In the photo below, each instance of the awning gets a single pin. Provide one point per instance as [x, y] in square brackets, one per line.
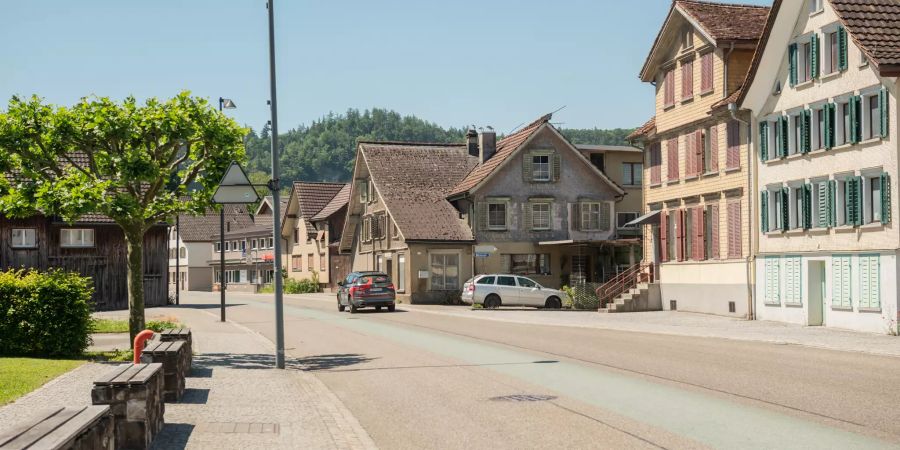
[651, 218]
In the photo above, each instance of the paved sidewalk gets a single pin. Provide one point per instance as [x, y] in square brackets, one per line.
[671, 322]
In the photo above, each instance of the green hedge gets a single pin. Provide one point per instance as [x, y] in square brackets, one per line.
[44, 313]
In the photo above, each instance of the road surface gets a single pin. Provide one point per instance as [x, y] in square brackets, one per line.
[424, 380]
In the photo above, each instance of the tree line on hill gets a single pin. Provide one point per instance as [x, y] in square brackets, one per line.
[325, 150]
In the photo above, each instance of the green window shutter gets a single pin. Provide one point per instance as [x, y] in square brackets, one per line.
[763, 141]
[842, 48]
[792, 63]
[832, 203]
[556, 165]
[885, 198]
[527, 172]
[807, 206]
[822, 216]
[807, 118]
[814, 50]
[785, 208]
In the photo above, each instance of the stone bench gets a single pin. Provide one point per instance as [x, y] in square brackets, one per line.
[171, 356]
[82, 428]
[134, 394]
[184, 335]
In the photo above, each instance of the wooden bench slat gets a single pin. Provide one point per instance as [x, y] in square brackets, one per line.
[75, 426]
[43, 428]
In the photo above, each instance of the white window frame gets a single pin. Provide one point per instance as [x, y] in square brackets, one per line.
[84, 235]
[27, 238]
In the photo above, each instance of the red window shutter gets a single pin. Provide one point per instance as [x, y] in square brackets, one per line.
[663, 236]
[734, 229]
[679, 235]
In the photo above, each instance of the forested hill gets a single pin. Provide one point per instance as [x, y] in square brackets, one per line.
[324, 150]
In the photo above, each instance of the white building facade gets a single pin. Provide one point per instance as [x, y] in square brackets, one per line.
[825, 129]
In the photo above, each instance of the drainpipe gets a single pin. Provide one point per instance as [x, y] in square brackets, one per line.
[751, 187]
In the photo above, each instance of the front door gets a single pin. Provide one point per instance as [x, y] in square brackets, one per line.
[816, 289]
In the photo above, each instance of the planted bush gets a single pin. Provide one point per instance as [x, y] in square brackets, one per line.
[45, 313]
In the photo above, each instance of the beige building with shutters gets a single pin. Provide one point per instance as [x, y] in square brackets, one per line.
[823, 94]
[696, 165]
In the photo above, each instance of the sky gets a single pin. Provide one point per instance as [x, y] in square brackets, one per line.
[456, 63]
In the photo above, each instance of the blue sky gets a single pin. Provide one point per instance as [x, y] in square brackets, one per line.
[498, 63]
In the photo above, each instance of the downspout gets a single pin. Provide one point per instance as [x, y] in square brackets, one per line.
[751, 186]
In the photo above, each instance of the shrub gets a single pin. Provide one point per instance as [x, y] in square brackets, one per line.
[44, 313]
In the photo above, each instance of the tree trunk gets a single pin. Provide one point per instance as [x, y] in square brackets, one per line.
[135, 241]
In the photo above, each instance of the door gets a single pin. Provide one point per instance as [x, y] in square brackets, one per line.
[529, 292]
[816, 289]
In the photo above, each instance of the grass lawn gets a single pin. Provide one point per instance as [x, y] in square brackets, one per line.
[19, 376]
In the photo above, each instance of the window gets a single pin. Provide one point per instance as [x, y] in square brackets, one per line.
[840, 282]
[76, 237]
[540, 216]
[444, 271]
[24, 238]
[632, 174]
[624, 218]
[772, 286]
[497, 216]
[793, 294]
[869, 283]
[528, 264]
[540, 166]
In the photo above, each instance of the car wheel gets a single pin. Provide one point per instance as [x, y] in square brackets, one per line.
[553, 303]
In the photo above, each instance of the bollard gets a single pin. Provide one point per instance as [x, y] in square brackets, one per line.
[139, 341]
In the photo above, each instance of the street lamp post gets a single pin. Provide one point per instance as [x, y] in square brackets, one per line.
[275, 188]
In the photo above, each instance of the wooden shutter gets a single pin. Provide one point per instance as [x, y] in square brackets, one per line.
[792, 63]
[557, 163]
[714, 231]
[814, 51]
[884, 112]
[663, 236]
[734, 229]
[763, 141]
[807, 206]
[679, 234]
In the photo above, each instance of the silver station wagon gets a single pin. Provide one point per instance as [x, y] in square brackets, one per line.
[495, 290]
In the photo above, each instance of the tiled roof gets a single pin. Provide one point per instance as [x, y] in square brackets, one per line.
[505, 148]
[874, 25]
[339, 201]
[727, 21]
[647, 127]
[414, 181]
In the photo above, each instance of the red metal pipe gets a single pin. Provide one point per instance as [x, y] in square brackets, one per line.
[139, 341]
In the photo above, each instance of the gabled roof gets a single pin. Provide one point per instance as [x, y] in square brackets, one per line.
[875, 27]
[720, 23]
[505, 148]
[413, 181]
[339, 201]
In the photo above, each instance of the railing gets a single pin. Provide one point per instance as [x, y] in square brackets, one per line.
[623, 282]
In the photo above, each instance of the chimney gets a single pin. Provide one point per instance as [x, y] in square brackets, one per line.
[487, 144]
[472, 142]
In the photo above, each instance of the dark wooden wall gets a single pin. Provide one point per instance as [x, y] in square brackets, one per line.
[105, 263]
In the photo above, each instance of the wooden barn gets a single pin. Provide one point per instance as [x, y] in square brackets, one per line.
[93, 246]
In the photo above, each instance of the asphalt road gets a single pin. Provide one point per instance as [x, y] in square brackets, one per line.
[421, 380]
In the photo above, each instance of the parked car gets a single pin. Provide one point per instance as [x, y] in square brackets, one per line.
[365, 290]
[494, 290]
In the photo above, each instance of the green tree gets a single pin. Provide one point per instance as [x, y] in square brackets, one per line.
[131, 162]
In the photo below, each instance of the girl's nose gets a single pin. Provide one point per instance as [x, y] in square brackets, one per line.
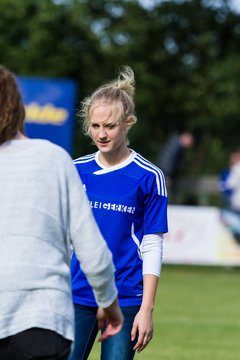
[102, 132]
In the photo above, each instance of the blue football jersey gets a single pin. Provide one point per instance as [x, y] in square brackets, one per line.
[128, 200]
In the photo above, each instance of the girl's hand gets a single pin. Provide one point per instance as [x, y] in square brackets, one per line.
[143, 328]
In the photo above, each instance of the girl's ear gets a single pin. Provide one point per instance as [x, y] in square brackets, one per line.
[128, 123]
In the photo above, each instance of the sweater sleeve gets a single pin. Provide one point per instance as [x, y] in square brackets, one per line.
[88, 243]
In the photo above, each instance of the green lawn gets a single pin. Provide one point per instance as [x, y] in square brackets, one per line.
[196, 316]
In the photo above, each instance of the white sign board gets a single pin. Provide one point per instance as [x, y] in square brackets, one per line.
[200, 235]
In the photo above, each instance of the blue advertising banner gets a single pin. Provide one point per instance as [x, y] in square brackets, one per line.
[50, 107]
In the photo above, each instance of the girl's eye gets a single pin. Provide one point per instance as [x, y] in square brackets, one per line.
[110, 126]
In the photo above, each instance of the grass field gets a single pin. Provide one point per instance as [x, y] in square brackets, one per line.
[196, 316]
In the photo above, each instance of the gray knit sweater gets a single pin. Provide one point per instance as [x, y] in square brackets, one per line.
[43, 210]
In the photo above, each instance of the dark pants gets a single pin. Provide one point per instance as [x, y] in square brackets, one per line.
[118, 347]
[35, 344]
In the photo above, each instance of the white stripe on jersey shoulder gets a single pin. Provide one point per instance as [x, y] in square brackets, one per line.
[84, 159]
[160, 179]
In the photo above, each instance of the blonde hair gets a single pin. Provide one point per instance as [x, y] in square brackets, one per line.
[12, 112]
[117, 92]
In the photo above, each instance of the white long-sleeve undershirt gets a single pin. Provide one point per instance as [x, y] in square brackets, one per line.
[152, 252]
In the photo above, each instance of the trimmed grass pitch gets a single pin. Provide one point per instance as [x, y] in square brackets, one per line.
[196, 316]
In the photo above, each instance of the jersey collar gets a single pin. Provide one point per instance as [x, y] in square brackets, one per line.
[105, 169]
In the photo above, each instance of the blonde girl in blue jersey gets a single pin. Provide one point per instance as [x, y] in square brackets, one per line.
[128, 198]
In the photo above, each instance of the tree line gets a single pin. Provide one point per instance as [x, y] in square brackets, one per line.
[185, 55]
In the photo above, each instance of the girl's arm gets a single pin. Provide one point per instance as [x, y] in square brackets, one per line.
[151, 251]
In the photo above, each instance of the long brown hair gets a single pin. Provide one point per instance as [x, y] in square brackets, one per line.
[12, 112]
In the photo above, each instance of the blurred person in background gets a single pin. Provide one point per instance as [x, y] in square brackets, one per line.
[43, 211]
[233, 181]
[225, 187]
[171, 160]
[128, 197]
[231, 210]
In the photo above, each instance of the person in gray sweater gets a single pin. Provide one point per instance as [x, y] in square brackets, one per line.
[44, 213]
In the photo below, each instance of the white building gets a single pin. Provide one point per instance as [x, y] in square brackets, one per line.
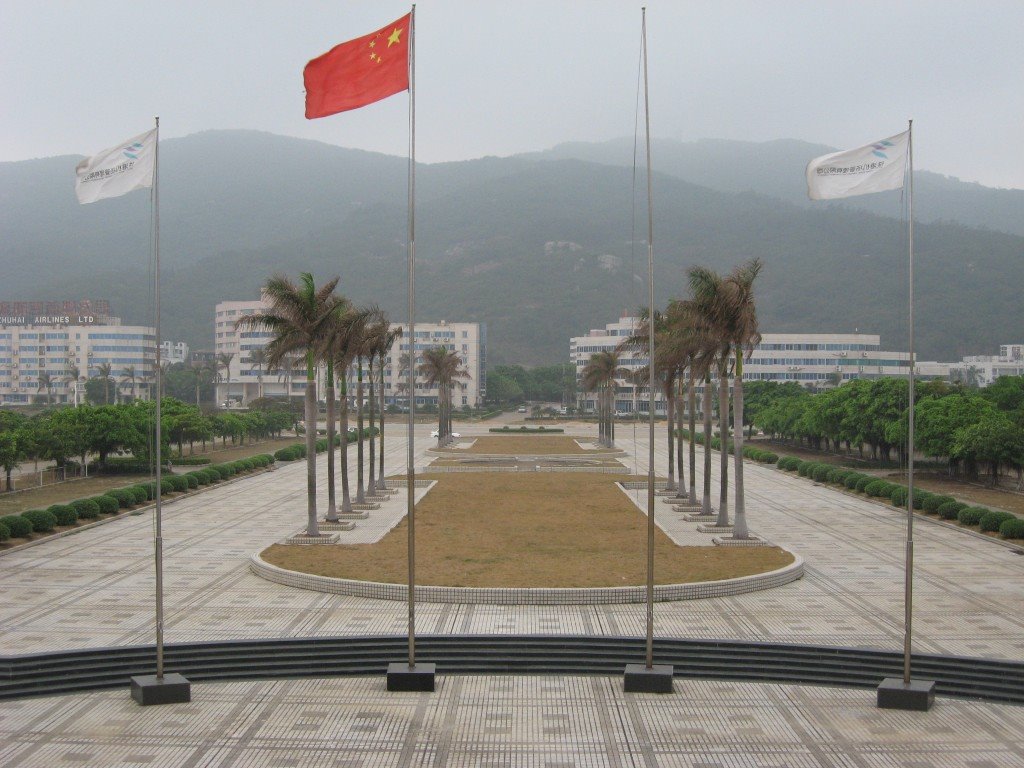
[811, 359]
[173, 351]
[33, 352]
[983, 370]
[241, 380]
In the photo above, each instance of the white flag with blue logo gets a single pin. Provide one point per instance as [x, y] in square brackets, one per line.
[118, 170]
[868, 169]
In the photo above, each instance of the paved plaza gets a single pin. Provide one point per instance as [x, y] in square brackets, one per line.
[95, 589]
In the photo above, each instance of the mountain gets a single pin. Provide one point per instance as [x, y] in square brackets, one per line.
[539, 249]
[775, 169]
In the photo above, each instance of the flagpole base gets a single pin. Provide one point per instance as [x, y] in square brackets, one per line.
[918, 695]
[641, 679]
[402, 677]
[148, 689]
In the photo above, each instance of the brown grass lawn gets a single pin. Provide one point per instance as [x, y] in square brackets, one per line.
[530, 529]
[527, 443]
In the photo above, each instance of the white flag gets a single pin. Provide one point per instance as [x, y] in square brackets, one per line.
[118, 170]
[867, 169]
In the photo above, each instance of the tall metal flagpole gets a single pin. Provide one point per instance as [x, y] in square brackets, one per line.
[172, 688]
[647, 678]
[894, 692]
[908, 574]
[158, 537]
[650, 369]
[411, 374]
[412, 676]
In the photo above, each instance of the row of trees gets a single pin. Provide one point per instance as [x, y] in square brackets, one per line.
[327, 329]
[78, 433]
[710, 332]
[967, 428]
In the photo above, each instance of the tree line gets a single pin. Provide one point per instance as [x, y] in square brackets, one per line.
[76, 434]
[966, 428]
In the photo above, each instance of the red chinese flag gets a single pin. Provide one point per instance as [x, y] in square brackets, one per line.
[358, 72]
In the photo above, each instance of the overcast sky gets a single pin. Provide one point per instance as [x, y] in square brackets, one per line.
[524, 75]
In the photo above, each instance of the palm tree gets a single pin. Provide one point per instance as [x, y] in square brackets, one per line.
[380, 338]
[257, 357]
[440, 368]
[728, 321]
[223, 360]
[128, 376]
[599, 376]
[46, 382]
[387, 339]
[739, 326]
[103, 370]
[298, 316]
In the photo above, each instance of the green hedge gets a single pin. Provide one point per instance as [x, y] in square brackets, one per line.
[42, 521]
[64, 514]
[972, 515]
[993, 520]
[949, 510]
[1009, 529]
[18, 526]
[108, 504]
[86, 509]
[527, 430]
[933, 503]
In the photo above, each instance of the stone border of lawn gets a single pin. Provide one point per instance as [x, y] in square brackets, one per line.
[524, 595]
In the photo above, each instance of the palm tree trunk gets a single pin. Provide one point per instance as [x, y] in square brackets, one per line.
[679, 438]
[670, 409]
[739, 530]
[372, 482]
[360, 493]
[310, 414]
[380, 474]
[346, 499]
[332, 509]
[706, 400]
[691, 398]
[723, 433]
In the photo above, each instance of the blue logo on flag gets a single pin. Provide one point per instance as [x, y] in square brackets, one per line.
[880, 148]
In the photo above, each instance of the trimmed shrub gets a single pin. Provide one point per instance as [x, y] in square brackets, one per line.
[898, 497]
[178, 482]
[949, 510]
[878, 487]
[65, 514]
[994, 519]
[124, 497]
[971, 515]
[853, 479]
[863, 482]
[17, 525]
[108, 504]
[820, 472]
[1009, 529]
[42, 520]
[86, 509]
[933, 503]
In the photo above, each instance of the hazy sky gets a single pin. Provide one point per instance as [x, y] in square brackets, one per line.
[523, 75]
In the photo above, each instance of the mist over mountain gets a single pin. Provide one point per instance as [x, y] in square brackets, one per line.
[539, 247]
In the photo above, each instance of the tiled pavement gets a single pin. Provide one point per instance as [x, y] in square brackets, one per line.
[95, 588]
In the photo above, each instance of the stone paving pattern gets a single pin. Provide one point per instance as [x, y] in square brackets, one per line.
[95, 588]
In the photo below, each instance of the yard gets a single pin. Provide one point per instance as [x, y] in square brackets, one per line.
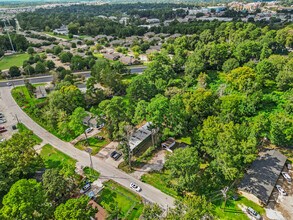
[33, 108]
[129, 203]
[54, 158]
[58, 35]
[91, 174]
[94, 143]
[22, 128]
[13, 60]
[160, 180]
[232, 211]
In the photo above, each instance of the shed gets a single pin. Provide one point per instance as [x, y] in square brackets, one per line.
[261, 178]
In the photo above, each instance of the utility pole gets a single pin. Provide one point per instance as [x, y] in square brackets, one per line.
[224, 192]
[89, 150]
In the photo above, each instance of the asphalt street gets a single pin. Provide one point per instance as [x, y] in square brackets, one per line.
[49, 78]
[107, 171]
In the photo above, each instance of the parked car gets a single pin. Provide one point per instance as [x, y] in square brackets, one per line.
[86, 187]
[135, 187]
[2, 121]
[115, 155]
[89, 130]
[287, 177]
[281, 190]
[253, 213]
☆ ☆ ☆ ☆ ☆ ☆ ☆
§ HOW TO COMPLETE THIS TASK: Set down, word for word and with no other lines, the listing from the line marked by "In the photo above, each instance of the asphalt street" through its final line.

§ ANSWER FOR THIS EXERCISE:
In the photo above, each instance of the asphalt street gets a single pin. Provide one point per instance as [x, y] in square brackets, one per line.
[49, 78]
[107, 171]
In the photo above, each instance of the parked car gets a single pin. Provide one point per instance as [x, y] in square brackets, one per line.
[86, 187]
[135, 187]
[2, 121]
[115, 155]
[89, 130]
[287, 177]
[281, 190]
[253, 213]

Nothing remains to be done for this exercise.